__TASK DETAILS__: Reproduce the lines from the start of the items through the line containing "[[[195,58],[196,86],[247,81],[246,42]]]", with both ends included.

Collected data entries
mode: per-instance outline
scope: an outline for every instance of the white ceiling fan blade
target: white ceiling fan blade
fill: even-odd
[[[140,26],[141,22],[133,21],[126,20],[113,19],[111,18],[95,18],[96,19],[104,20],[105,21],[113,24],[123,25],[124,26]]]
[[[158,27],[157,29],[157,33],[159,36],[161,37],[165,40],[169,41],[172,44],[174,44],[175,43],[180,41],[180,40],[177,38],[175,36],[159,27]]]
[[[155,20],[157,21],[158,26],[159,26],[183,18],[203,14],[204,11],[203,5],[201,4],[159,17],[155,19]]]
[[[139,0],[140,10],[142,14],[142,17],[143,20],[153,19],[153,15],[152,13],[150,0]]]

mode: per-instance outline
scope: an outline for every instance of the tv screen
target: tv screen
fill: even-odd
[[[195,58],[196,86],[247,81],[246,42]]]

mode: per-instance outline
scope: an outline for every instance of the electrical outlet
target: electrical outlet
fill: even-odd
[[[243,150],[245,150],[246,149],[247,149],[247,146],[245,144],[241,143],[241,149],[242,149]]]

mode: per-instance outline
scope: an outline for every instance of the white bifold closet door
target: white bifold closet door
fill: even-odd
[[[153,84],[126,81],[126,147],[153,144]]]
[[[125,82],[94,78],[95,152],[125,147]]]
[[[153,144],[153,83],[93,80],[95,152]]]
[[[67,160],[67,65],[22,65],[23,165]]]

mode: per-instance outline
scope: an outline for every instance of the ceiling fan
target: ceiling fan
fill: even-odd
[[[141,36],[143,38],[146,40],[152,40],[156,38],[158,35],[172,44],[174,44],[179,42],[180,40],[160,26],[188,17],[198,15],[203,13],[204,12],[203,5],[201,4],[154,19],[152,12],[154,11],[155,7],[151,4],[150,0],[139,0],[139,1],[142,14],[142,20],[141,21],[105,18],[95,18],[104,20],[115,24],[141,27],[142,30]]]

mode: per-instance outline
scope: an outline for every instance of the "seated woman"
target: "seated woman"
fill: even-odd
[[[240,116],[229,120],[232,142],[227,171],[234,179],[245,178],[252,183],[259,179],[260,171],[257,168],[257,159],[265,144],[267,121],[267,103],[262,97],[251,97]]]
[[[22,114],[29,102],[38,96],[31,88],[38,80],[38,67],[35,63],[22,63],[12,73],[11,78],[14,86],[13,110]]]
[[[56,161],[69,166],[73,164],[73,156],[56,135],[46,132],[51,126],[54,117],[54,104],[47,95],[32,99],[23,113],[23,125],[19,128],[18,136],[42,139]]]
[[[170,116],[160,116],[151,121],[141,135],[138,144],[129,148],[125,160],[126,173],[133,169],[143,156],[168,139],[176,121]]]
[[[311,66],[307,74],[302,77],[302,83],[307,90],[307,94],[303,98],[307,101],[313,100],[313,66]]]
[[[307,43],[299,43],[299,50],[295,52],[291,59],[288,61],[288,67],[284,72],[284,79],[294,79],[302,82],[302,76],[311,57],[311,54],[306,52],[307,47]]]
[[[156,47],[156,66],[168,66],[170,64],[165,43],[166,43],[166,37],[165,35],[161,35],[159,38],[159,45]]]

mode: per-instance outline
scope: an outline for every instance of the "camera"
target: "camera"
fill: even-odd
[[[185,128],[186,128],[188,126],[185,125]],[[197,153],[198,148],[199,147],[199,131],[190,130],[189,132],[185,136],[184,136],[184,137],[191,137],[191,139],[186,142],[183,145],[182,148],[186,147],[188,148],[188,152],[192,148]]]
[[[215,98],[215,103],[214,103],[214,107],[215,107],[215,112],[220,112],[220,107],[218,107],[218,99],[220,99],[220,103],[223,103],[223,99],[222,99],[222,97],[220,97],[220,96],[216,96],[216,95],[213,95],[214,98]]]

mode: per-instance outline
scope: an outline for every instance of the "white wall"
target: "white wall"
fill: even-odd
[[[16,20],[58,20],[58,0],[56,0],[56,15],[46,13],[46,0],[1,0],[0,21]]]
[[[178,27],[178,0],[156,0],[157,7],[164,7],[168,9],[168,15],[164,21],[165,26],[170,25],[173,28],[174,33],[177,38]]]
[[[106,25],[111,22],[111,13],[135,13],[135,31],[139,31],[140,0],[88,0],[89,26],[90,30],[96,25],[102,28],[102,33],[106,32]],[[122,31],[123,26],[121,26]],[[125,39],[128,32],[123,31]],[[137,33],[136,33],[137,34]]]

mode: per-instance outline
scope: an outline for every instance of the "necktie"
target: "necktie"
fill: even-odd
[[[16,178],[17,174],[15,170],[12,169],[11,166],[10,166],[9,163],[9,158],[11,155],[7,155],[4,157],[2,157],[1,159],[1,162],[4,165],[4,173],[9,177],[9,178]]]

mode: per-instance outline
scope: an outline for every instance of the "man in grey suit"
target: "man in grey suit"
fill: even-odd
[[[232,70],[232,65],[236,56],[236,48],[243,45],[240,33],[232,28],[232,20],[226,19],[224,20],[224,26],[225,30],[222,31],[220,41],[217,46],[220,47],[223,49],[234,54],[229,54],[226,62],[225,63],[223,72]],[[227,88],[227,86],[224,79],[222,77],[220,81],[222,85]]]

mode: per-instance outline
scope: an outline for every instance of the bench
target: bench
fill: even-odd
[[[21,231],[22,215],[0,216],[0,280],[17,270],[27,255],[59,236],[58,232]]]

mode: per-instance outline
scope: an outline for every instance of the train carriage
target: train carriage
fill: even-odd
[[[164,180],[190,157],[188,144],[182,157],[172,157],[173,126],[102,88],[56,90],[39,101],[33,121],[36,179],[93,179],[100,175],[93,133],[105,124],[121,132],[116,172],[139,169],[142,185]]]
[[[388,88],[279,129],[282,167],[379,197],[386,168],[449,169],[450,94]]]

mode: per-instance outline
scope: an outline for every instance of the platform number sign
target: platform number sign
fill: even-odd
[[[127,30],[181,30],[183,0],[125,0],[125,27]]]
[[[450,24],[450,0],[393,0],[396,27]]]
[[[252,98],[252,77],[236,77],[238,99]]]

__SOLUTION FOR THIS EXERCISE__:
mode: per-instance outline
scope: an outline for every instance of the white ceiling fan blade
target: white ceiling fan blade
fill: even-odd
[[[140,26],[141,22],[133,21],[126,20],[113,19],[111,18],[95,18],[96,19],[104,20],[105,21],[113,24],[123,25],[124,26]]]
[[[158,27],[157,29],[157,33],[159,36],[161,37],[165,40],[169,41],[172,44],[174,44],[175,43],[180,41],[180,40],[177,38],[175,36],[159,27]]]
[[[155,20],[157,21],[158,26],[159,26],[183,18],[203,14],[204,11],[203,5],[201,4],[159,17],[155,19]]]
[[[139,0],[140,10],[142,14],[142,17],[143,20],[153,19],[153,15],[152,13],[150,0]]]

mode: per-instance outline
scope: an outline for every instance of the tv screen
target: tv screen
fill: even-odd
[[[195,58],[196,86],[247,81],[246,42]]]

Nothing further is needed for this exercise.